[Stored data entries]
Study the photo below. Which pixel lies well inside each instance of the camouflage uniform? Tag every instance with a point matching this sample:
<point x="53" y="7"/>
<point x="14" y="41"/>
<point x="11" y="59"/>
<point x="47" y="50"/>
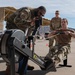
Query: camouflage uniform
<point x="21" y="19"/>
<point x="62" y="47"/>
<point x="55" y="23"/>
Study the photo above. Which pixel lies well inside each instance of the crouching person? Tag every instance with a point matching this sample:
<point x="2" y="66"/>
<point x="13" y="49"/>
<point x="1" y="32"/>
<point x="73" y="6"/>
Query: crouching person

...

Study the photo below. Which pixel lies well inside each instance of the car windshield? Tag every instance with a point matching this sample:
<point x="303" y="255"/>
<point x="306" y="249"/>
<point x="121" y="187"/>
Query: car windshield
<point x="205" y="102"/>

==

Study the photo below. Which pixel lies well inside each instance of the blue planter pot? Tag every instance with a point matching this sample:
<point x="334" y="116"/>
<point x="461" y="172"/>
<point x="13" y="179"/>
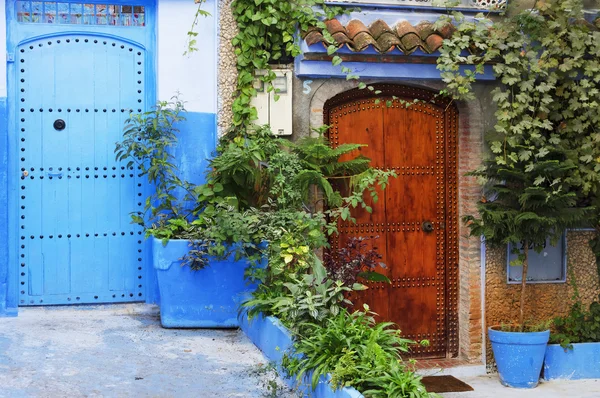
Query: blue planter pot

[Work item]
For the string "below", go through the entries above and copy each line where it occurs.

[Solution]
Study the photo below. Which pixel lies well inside each instance of the camouflage uniform? Tag every instance with a point matching this sample:
Study the photo below. Which pixel lies well inside each instance of the car windshield? Tag every instance with a point matching this sample:
Study the photo below. Which pixel lies well inside each instance of the blue planter pot? Tag every instance with a point matching this sample:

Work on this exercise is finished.